What the task requires -
Take the line that contains "point at the jacket zipper" as the first line and the last line of the material below as the final one; reproduce exactly the lines between, inclusive.

** Start of Data supplied **

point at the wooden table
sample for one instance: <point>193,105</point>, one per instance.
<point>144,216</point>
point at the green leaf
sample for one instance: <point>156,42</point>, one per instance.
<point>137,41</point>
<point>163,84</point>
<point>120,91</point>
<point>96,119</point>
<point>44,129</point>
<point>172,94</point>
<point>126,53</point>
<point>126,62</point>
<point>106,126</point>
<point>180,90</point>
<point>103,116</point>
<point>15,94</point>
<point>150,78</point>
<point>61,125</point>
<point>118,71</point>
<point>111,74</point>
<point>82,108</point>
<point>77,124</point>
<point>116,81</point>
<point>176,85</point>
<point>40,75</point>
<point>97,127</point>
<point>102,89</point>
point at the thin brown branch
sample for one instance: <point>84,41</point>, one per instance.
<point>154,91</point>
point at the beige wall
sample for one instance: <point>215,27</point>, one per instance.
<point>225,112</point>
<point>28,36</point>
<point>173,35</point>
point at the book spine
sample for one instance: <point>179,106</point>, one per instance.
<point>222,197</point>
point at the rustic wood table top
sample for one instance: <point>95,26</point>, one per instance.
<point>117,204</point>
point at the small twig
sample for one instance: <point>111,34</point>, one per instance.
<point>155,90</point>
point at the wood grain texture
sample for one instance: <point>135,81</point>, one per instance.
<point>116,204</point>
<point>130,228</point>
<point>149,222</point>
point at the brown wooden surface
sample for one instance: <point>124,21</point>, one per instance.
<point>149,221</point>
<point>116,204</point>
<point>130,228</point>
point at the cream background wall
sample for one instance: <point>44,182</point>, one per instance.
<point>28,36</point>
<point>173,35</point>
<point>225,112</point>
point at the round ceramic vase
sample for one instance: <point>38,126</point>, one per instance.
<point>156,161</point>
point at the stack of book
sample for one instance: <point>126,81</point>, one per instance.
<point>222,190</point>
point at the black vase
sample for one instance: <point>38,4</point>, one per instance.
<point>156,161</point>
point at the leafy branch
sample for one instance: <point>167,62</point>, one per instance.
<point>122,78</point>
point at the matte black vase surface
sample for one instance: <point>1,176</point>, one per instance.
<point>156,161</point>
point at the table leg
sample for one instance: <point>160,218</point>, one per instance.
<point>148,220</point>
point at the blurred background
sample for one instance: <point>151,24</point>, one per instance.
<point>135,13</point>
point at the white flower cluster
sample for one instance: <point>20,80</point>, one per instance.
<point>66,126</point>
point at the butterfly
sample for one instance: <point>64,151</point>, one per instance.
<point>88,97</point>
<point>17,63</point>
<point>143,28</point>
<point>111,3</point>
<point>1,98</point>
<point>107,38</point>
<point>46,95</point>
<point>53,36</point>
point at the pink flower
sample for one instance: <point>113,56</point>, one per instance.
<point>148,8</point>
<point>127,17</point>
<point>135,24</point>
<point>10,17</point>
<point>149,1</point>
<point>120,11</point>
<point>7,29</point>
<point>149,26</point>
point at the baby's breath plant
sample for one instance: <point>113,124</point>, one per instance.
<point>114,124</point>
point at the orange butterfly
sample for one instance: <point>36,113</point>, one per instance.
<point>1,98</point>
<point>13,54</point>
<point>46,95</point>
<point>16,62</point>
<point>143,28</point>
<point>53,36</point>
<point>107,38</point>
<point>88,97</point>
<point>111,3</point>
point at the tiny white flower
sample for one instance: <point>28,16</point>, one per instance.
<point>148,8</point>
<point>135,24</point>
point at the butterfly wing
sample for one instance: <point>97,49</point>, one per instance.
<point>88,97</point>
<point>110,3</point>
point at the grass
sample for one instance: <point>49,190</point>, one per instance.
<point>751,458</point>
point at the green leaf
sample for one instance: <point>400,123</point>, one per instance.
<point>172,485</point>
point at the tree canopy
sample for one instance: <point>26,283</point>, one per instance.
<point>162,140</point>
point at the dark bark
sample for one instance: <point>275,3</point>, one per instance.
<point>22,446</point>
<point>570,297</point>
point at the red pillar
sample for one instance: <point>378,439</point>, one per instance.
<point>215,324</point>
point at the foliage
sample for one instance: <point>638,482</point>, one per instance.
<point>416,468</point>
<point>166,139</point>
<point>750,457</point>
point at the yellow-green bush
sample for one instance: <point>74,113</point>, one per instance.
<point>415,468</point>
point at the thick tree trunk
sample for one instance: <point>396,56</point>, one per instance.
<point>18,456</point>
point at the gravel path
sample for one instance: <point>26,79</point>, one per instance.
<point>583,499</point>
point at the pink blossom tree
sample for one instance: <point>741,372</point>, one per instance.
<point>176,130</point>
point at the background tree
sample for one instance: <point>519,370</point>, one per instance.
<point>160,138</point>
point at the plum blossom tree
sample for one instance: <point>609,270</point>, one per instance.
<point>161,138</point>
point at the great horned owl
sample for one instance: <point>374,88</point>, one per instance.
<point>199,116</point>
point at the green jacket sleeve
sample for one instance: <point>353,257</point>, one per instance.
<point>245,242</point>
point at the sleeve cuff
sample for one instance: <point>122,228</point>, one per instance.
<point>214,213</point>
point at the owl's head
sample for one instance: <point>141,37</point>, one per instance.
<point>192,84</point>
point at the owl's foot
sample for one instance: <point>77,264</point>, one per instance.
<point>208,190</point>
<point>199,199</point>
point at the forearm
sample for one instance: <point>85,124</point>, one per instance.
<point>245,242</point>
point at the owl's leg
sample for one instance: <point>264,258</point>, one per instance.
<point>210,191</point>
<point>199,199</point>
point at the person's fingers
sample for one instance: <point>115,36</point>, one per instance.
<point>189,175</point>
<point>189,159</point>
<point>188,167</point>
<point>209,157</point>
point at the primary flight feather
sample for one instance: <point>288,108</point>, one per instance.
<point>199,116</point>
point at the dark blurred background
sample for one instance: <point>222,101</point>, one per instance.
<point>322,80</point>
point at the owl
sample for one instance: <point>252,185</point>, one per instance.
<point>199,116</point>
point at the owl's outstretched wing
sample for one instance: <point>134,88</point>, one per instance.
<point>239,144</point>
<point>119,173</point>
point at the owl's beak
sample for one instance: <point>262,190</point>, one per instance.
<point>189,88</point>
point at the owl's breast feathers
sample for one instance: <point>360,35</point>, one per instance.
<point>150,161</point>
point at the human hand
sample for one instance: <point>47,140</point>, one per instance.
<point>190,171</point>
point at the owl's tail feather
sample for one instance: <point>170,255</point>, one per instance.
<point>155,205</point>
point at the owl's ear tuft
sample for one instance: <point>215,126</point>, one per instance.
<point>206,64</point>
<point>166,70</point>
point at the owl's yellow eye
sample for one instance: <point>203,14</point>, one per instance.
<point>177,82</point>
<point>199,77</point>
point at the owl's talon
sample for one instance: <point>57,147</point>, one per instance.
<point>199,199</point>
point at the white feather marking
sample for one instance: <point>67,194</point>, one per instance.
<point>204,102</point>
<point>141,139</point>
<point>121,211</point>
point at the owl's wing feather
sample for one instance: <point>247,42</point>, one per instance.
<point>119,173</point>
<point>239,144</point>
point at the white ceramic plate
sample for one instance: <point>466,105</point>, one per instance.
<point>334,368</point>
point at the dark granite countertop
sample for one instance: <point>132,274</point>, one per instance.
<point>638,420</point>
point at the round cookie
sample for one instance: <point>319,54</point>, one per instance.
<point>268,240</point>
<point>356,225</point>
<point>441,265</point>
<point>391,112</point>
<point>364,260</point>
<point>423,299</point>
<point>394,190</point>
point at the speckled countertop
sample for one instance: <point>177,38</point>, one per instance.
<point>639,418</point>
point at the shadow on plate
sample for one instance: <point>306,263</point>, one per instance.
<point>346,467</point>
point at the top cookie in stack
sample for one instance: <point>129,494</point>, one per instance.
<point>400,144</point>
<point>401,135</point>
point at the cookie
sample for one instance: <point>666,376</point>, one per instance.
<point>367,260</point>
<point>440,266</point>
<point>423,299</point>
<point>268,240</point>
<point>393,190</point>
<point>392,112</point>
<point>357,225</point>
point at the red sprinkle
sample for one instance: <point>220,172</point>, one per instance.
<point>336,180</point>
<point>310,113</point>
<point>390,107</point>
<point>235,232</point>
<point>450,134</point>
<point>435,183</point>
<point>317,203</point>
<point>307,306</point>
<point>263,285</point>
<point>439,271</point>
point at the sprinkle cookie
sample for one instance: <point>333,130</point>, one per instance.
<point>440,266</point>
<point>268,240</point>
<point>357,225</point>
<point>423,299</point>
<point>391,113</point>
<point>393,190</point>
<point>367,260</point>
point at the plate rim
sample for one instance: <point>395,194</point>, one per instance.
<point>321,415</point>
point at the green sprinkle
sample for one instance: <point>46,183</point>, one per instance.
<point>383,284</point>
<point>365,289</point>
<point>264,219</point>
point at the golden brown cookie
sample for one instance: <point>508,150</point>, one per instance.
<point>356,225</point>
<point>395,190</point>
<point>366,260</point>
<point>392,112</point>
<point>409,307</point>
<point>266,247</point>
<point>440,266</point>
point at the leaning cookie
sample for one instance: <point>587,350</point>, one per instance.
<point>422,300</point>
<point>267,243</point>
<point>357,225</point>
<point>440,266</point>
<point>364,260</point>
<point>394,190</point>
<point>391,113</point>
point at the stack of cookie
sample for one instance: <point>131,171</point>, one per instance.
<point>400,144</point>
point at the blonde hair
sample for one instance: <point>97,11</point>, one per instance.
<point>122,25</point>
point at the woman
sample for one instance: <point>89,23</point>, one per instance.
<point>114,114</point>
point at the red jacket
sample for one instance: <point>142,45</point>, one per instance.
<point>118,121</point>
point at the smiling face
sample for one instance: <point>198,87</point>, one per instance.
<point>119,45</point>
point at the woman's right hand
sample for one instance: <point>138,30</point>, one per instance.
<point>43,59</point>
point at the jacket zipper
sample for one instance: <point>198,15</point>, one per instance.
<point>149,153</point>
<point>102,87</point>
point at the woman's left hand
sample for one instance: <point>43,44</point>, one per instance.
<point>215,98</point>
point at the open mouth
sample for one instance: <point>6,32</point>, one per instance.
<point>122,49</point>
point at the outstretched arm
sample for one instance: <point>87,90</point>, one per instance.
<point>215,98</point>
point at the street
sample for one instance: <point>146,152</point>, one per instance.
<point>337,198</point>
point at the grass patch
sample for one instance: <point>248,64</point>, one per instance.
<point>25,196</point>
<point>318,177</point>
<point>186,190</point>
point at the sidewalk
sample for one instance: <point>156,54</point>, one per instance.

** End of Data supplied **

Solution for this exercise -
point at the jacket zipper
sample for one instance: <point>198,15</point>, one per instance.
<point>149,153</point>
<point>102,87</point>
point at the woman's left hand
sample for one instance: <point>43,44</point>, one per instance.
<point>215,98</point>
point at the open mouth
sample for one instance: <point>6,32</point>, one per instance.
<point>122,49</point>
point at the outstretched arm
sample for one instance: <point>87,90</point>, one per instance.
<point>215,98</point>
point at the street
sample for one instance: <point>146,152</point>, one per instance.
<point>337,198</point>
point at the grass patch
sample for one instance: <point>248,64</point>, one per instance.
<point>25,196</point>
<point>318,177</point>
<point>186,190</point>
point at the sidewalk
sample for one instance: <point>156,54</point>, one per instance.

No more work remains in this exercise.